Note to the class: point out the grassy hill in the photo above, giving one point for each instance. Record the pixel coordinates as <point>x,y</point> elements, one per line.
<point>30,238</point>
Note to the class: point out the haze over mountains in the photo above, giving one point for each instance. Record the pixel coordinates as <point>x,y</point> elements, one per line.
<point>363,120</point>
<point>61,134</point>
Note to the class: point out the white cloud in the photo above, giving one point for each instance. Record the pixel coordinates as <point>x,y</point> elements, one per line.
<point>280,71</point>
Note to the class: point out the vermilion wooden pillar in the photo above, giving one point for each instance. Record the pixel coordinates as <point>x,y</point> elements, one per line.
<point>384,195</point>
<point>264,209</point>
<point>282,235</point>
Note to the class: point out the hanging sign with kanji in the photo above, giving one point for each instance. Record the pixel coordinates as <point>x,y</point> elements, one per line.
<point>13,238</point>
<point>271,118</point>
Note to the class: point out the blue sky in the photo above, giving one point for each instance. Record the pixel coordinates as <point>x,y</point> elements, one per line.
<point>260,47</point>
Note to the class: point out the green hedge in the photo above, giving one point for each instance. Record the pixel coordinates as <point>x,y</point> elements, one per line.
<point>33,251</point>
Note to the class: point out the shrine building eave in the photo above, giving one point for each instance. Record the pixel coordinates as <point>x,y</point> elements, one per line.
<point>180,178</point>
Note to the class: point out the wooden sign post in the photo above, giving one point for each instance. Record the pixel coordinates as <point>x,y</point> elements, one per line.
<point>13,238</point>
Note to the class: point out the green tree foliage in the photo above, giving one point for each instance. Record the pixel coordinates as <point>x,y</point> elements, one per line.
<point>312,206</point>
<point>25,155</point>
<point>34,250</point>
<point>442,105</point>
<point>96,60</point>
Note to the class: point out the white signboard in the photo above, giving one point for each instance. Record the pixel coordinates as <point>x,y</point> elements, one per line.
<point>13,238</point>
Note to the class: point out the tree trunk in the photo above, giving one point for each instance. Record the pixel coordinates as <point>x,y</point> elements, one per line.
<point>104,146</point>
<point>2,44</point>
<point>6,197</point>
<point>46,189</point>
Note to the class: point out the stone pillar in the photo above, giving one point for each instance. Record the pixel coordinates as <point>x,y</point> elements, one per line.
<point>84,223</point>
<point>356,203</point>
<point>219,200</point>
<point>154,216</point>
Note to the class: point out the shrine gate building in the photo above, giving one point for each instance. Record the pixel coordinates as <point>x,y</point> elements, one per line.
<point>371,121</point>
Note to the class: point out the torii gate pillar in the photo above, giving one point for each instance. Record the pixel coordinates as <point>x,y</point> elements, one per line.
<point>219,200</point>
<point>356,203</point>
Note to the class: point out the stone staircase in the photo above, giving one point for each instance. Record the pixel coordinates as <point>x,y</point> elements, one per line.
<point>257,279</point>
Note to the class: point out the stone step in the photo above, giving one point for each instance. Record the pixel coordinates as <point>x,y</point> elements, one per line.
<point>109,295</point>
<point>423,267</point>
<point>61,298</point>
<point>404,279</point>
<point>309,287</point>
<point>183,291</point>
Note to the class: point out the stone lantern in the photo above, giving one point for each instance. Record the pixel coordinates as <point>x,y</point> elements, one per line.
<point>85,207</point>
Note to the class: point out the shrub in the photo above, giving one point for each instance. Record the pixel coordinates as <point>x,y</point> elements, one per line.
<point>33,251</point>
-*-*-
> _What you need to do_: Set down every line of the listing above again, exactly as given.

> _Solution to the exercise_:
Note to the class: point out the grassy hill in the photo above, giving one point for each instance. Record the pixel coordinates as <point>x,y</point> elements, one per line.
<point>30,238</point>
Note to the class: point out the haze over mountains in the photo above, giving one point for each instance. Record the pixel coordinates as <point>x,y</point> elements, one per line.
<point>363,120</point>
<point>61,134</point>
Note to the class: point out the white cloud in the photo above, giving one point for each instance. Record the pixel coordinates as <point>x,y</point> elements, one per line.
<point>280,71</point>
Note to the class: point out the vermilion wooden pillar in the photo above, giving one point for each instance. Record the pixel coordinates as <point>x,y</point> elements, one per line.
<point>384,195</point>
<point>264,209</point>
<point>282,235</point>
Note to the class: point out the hanging sign with kanji in the photo above, giving one point for each instance. Record the pixel coordinates as <point>x,y</point> elements, one per line.
<point>13,238</point>
<point>271,118</point>
Note to the class: point out the blue sky in the photo above, giving one point for each instance. Record the pixel coordinates as <point>x,y</point> elements, one per line.
<point>260,47</point>
Note to the class: point out the green hedge in the photo above, giving one point for each instance. Record the pixel coordinates as <point>x,y</point> elements, one per line.
<point>33,251</point>
Note to the class: point out the shrine building eave in the photo above, giving one point for each instance. Record the pixel coordinates as <point>x,y</point> elements, one per line.
<point>180,178</point>
Note to the class: point out the wooden sign post in the photo above, giving one point for each instance. Record the pixel coordinates as <point>x,y</point> elements, one per line.
<point>13,238</point>
Note to the class: point out the green tree foliage in the photo above, giving one point for each instance. Record the pixel coordinates as <point>x,y</point> elements, one per line.
<point>312,206</point>
<point>25,155</point>
<point>34,250</point>
<point>442,105</point>
<point>96,60</point>
Note to the class: point out the white signboard in the photo above, giving one point for each instance. Record the pixel coordinates as <point>x,y</point> elements, one per line.
<point>13,238</point>
Note to the class: point out the tree trunk in the photo above, giving one point for each instance. Record the pixel coordinates as <point>x,y</point> elements, one per line.
<point>104,146</point>
<point>2,44</point>
<point>6,197</point>
<point>46,189</point>
Note to the class: point out the stone pillar in the photo above, giving one point for each instance. Record the pixel coordinates as <point>x,y</point> elements, one per line.
<point>84,223</point>
<point>356,203</point>
<point>219,200</point>
<point>154,216</point>
Note to the class: point out the shrine gate building in the photo above, giving one point for each instance. Record the pixel coordinates as <point>x,y</point> elements, one per line.
<point>371,121</point>
Note to the class: point out the torii gate pillar in the photo above, giving one point for each instance. Record the pixel coordinates as <point>x,y</point> elements, one per line.
<point>219,200</point>
<point>356,203</point>
Note to the class: point out the stone staircase in the photo above, giving one point for each instance. Record the pixel coordinates as <point>x,y</point> elements, one per line.
<point>257,279</point>
Note to the class: point out the stone step in the photo above, giving one point for each instance. Record the pixel coordinates as <point>x,y</point> elements, one per line.
<point>109,295</point>
<point>423,267</point>
<point>61,298</point>
<point>404,279</point>
<point>309,287</point>
<point>183,291</point>
Note to the class: point out the stone lantern in the photo above, giving one point for each instance. Record the pixel coordinates as <point>x,y</point> elements, one per line.
<point>85,207</point>
Note to the class: point out the shrub in the photo above, giving one point for each instance. Record the pixel coordinates as <point>x,y</point> elements, one per line.
<point>33,251</point>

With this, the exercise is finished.